* Start Extracted information *
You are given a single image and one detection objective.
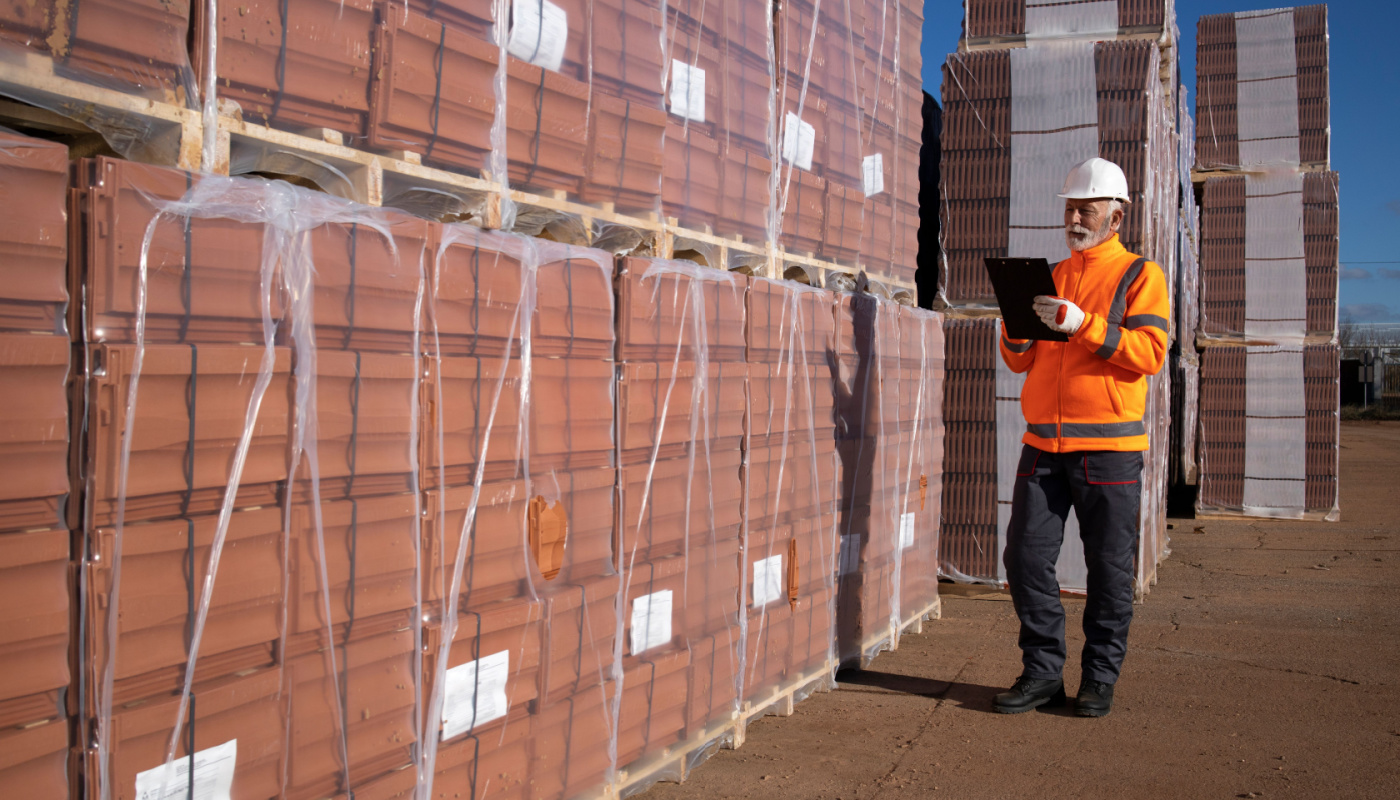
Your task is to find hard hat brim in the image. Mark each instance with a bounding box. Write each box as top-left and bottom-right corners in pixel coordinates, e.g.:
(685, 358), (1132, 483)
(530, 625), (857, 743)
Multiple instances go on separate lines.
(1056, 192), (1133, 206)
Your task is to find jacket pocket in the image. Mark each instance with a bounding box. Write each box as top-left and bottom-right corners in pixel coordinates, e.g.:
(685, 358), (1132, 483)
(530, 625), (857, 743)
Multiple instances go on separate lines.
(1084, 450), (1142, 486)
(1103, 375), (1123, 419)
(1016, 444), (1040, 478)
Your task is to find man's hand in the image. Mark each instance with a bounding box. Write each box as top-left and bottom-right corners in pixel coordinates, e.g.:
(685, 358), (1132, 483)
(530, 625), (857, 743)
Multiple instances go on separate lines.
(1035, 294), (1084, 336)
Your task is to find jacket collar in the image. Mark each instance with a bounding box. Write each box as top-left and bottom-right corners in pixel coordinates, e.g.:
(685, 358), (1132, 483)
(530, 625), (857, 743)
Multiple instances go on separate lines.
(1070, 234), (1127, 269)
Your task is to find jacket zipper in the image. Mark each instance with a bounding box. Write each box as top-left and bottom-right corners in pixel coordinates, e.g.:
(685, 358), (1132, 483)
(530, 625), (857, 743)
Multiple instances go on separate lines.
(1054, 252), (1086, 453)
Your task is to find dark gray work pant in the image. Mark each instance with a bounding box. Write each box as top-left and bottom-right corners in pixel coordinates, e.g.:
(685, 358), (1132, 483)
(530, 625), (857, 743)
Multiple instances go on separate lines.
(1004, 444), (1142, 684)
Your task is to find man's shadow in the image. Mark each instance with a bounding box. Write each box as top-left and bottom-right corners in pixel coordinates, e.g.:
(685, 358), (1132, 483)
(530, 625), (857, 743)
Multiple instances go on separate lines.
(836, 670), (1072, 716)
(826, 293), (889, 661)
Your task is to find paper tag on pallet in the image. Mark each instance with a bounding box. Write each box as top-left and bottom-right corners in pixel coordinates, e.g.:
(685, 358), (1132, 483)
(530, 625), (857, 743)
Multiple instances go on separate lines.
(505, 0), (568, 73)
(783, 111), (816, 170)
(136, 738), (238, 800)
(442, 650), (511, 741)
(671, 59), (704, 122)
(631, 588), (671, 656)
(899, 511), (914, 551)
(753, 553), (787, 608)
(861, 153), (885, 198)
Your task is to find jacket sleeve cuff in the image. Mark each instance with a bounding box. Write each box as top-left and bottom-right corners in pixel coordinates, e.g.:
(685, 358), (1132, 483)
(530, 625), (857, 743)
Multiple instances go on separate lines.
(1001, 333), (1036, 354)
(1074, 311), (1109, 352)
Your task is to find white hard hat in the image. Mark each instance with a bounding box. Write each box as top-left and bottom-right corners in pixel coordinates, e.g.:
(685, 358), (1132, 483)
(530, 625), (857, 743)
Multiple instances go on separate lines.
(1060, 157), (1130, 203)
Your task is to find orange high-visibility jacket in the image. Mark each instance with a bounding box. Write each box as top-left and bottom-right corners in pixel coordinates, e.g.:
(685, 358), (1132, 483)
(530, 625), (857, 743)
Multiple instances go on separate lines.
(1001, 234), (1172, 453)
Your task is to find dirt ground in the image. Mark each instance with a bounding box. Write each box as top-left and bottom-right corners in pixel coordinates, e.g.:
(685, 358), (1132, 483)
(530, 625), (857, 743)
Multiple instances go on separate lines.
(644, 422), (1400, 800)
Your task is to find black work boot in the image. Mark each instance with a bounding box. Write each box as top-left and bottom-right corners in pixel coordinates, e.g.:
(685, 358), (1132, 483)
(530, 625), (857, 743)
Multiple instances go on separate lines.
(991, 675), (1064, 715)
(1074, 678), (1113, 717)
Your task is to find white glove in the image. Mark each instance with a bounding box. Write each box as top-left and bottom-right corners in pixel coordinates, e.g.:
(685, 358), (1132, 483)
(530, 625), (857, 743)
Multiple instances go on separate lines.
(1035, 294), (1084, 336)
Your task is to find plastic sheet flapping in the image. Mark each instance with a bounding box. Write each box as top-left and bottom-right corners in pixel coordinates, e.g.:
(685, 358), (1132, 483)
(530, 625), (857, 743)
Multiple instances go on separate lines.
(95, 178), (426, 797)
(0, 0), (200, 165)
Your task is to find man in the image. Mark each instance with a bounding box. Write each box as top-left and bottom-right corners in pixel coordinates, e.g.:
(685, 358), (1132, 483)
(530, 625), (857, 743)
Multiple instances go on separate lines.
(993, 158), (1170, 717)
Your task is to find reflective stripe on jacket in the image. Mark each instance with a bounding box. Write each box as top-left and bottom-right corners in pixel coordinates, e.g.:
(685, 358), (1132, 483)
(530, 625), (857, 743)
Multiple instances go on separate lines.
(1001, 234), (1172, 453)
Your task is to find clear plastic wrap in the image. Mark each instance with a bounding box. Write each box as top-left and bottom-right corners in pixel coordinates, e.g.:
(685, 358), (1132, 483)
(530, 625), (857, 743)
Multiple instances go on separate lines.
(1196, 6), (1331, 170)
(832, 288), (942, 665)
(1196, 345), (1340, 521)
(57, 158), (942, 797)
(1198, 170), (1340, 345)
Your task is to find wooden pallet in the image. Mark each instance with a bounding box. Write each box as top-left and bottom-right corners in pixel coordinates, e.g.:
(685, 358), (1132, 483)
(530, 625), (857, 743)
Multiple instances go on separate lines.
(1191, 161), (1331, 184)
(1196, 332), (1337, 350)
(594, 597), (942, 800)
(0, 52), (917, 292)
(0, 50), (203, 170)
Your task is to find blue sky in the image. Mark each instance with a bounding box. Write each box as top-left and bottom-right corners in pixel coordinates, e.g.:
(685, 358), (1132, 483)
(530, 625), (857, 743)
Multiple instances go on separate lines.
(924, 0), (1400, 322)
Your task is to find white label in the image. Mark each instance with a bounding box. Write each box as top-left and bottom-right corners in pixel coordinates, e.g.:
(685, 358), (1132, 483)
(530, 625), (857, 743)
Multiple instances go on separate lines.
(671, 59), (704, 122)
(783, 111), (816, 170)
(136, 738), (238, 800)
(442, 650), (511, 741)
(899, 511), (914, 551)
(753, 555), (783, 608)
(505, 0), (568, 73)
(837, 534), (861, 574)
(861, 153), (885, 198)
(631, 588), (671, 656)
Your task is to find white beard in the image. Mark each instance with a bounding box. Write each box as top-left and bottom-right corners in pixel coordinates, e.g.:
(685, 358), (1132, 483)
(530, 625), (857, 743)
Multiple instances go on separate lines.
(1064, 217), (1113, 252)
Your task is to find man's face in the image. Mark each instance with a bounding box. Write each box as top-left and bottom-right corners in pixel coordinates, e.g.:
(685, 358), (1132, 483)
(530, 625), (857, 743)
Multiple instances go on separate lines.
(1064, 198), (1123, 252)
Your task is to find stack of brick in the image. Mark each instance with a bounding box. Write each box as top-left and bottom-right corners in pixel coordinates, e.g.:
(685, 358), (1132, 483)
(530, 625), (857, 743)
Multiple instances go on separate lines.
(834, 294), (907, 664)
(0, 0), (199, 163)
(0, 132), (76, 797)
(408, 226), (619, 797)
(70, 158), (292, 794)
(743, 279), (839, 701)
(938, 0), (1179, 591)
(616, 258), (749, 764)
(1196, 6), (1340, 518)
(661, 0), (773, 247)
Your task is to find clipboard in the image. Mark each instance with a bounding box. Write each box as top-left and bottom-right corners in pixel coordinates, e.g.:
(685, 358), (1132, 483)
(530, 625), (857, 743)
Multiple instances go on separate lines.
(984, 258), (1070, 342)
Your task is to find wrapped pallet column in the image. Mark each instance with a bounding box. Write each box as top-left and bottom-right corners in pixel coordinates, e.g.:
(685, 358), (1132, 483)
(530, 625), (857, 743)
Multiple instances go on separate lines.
* End Extracted information *
- **Exercise instructions**: Copy the material word for word, from its first line through the line with "(1054, 252), (1086, 453)", including both of those lines. Omit the picture.

- **Full output**:
You are given a single image and one detection objective.
Your task is to find hard hat brim in the image. Mark each instance with a bounding box. Write each box as top-left and bottom-right corners in pixel coordinates, e.g.:
(685, 358), (1132, 483)
(530, 625), (857, 743)
Multiple instances go on separate lines.
(1056, 192), (1133, 206)
Your task is to find jacket pocket in the image. Mark each instance with a bounding box. Write each box as top-left and bottom-right corners in pixel coordinates, e.g.:
(685, 358), (1132, 483)
(530, 625), (857, 743)
Multiple instances go on separate lines.
(1084, 450), (1142, 486)
(1103, 375), (1123, 419)
(1016, 444), (1040, 478)
Your task is to find man's hand in the image. Mark each instance with a bounding box. Write each box as top-left and bottom-right corners in pixel coordinates, e.g.:
(685, 358), (1132, 483)
(530, 625), (857, 743)
Multiple instances go on separate lines.
(1035, 294), (1084, 336)
Your task is to find jacket collar in the image. Mark each instance with a bounding box. Write each box as top-left and bottom-right corners in pixel coordinates, e.g.:
(685, 358), (1132, 483)
(530, 625), (857, 743)
Multiple instances go on separate lines.
(1070, 234), (1127, 269)
Your task is to find jacket zipper in the image. Mark each instance with a bounding box. Write each box as top-left and bottom-right corners in pixel coordinates, e.g.:
(685, 358), (1132, 483)
(530, 625), (857, 743)
Multiple instances go on separate lines.
(1054, 252), (1086, 453)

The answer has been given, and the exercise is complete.